Written exercise: Repeat these lines word for word, starting at the line that contains "one marker per instance, written like [549,904]" and ending at the line that contains "Target: low concrete wall".

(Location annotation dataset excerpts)
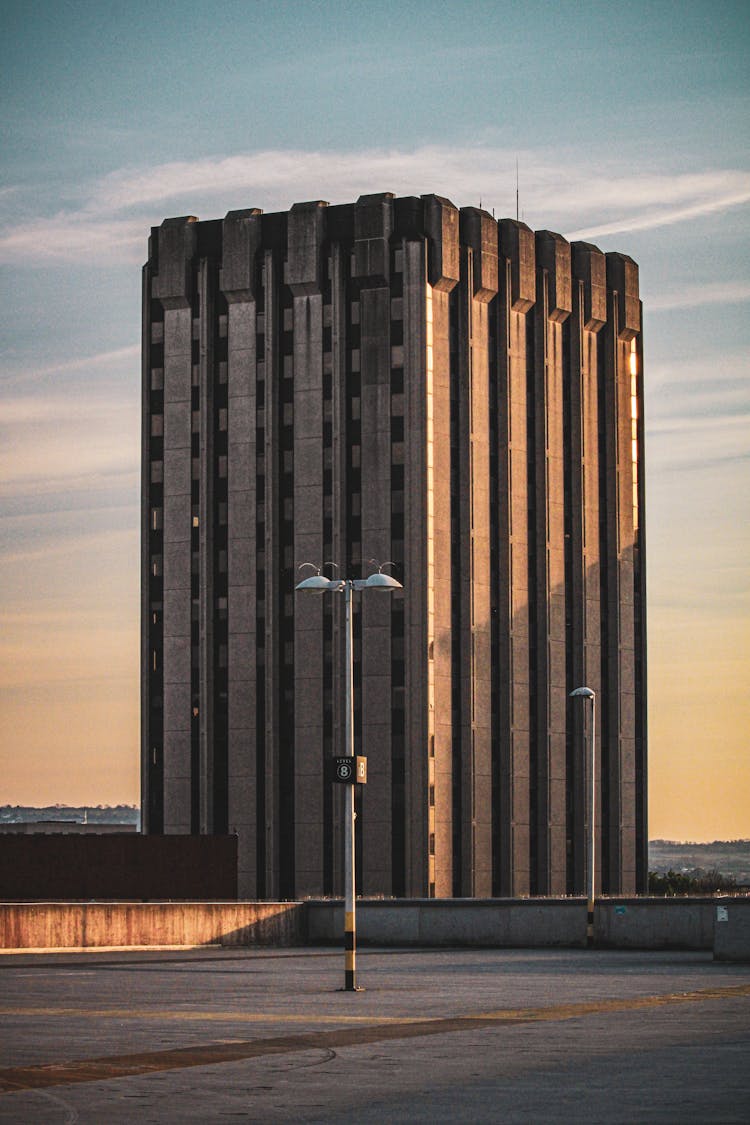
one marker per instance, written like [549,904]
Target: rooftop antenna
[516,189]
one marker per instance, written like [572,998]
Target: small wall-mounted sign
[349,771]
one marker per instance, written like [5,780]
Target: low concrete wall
---
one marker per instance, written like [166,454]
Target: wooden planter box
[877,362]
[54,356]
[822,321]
--
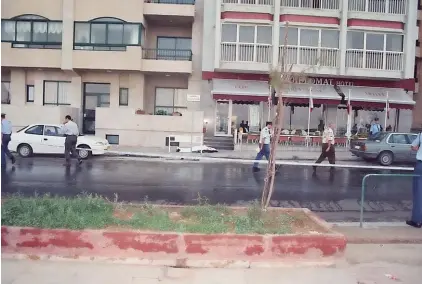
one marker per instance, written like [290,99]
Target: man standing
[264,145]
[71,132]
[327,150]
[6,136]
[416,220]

Answer to this problem:
one marker per instance, written like [549,904]
Target: rooftop antenna
[516,189]
one marker per instance, written like [572,998]
Target: small wall-mounted sign
[349,771]
one marker per instance, written like [5,780]
Target: low concrete wall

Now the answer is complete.